● **Provided text**:
========================================================================

For some reason, people treat "nullification" like it's a dirty word. Nullification is a legal procedure taken by states to 'nullify' a federal law that the state deems unjust or unconstitutional. The state then uses its governing apparatus to prevent federal enforcement of the unconstitutional law. This concept, while technically rejected by the United States Supreme Court, is still discussed and regularly used today.

Thomas Jefferson first discussed nullification, claiming it was necessary to prevent federal overreach into the states' authorities. Jefferson saw this as a proper application of the Tenth Amendment, which states that "the powers not delegated to the United States [federal government] by the Constitution, nor prohibited by it to the States, are reserved to the States respectively, or to the people." Allowing the states a legal mechanism to enforce the Constitution, Jefferson reasoned, would assist in providing checks and balances to federal power. Often times, people conflate nullification with secession, thus lumping it in with the stigmas of slavery, the Confederate South and the Civil War. As a result, people often inject unnecessary emotion into "states' rights" type arguments, mistakenly construing such arguments as pro-slavery.

========================================================================

● **Supplied data**:

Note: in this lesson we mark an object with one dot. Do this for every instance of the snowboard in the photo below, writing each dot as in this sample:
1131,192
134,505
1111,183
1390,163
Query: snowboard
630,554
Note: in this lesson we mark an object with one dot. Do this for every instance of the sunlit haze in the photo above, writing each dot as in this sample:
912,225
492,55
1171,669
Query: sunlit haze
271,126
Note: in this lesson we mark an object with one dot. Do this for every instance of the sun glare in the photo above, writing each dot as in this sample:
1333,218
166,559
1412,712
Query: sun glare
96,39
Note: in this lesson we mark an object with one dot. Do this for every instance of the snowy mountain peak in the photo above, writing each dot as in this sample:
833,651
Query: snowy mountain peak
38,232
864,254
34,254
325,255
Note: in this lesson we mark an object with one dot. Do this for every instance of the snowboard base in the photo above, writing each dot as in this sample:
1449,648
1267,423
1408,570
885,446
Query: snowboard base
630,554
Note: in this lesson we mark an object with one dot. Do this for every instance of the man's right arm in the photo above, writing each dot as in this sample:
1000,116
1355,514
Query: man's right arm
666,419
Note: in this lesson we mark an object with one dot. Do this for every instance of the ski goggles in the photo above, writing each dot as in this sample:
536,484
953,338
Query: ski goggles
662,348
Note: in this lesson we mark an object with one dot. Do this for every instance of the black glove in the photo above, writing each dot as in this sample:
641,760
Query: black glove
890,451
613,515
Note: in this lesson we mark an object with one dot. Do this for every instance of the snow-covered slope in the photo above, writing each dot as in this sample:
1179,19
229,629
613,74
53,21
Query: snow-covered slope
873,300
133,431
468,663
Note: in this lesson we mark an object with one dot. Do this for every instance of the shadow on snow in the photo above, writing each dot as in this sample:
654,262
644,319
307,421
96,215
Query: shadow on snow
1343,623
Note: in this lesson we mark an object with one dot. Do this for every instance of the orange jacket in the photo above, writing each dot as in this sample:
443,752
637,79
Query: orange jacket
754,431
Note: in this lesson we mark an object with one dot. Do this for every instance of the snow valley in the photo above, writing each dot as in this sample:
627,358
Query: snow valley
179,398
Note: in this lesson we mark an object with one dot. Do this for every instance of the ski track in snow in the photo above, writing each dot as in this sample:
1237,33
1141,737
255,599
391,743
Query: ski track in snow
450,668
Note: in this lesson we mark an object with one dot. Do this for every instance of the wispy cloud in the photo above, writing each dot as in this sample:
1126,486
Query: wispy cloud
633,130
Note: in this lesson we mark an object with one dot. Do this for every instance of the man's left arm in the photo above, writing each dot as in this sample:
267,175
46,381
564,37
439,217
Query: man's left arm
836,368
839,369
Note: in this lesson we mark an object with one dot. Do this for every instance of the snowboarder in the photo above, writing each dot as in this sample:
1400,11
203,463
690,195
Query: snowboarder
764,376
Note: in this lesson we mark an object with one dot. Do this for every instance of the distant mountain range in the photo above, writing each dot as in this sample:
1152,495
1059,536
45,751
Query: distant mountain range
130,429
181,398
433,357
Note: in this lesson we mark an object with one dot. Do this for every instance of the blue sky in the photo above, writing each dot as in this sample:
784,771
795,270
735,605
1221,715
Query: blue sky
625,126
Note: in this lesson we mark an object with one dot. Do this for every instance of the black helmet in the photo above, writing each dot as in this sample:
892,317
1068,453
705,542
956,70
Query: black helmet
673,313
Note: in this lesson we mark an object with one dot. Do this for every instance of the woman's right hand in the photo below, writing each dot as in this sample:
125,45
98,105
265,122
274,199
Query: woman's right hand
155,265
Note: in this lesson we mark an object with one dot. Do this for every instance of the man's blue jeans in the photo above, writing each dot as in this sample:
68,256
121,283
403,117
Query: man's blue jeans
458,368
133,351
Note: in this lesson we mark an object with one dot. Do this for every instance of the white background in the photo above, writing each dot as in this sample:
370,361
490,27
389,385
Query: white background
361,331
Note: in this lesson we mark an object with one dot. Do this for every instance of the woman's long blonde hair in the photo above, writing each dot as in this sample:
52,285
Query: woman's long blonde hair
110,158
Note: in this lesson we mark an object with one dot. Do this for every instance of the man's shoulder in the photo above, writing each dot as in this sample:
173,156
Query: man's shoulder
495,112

========================================================================

● **What the task asks**:
Restate word for word the part of the text on nullification starting at "Thomas Jefferson first" and ending at "arguments as pro-slavery.".

● **Answer for the task**:
Thomas Jefferson first discussed nullification, claiming it was necessary to prevent federal overreach into the states' authorities. Jefferson saw this as a proper application of the Tenth Amendment, which states that "the powers not delegated to the United States [federal government] by the Constitution, nor prohibited by it to the States, are reserved to the States respectively, or to the people." Allowing the states a legal mechanism to enforce the Constitution, Jefferson reasoned, would assist in providing checks and balances to federal power. Often times, people conflate nullification with secession, thus lumping it in with the stigmas of slavery, the Confederate South and the Civil War. As a result, people often inject unnecessary emotion into "states' rights" type arguments, mistakenly construing such arguments as pro-slavery.